■ STUDY TEXT ■

******************************

Against that freedom is management tyranny. On the railroad, life is supposedly governed by a strict rule book. But every “rail,” which is how railroaders refer to each other, knows nothing would roll if rules were strictly adhered to. Do your job with no accident and no one cares; one mistake and the rule book punishes.
A female rail has to prove herself. Niemann fights not only sexual stereotypes and harassment, but even for a women’s bathroom key. She learned to not only hold her own, but develop the bond that is unionism’s seedbed – the knowledge that not only your job, but your safety depends on the trust and support of the worker beside you.
Niemann found strength navigating a 24⁄7 job that ran on its own terrain and terms. “The spiritual beauty of the railroad was exiting the freeway on which I assumed things were going to be a certain way, or where I had the luxury of testing limits, onto another road, where long heavy objects were in motion from Maine to California, their trajectory running through every location and enterprise the daytime world engaged in,” she writes. “I knew a thin permeable membrane separated the predictable world from the chaotic one; I crossed it nightly and returned home thankful that home was there.”

******************************

■ ASSIGNED TASK 1 ■
Write out the railroad passage word for word, beginning at the words "A female rail" and stopping after "worker beside you.".
■ ASSIGNED TASK 2 ■
Answer these questions from the railroad passage:
(a) What do railroaders call each other?
(b) What key did Niemann have to fight for?
(c) Between which two places were the long heavy objects in motion?
■ ASSIGNED TASK 3 ■
Summarize the railroad passage in two sentences.
The data after this passage come from a separate source.

******************************

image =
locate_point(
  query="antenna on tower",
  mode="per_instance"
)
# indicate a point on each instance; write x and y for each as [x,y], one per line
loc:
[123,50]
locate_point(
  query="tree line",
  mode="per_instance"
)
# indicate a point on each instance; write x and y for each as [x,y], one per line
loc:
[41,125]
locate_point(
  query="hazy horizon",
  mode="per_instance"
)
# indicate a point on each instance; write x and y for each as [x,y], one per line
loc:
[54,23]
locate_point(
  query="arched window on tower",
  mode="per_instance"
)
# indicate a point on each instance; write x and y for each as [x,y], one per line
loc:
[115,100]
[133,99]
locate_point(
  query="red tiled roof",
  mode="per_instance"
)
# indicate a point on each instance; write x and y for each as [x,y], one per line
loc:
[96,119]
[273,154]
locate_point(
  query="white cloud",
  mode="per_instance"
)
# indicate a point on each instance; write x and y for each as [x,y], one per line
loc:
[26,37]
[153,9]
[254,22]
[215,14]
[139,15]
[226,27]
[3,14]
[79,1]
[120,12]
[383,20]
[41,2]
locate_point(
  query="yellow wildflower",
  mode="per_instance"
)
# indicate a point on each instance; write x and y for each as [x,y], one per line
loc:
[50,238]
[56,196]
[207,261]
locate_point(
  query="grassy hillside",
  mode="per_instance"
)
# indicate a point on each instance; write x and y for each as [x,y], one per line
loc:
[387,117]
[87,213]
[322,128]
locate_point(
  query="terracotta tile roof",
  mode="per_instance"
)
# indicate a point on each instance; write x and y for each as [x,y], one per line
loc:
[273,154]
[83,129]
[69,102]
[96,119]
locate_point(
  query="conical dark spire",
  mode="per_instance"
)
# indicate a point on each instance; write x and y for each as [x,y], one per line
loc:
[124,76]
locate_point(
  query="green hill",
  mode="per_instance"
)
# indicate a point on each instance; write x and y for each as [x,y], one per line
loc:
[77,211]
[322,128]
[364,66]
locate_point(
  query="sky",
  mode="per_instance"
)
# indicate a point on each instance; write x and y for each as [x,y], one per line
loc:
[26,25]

******************************

■ EXPECTED OUTPUT 1 ■
A female rail has to prove herself. Niemann fights not only sexual stereotypes and harassment, but even for a women’s bathroom key. She learned to not only hold her own, but develop the bond that is unionism’s seedbed – the knowledge that not only your job, but your safety depends on the trust and support of the worker beside you.

■ EXPECTED OUTPUT 2 ■
(a) "Rail."
(b) A women's bathroom key.
(c) Maine and California.

■ EXPECTED OUTPUT 3 ■
On the railroad, a strict rule book that nobody fully follows punishes any single mistake. As a woman, Niemann had to prove herself against stereotypes and harassment, learned the mutual trust that underlies unionism, and found strength in a round-the-clock job that took her nightly from the predictable world into a chaotic one.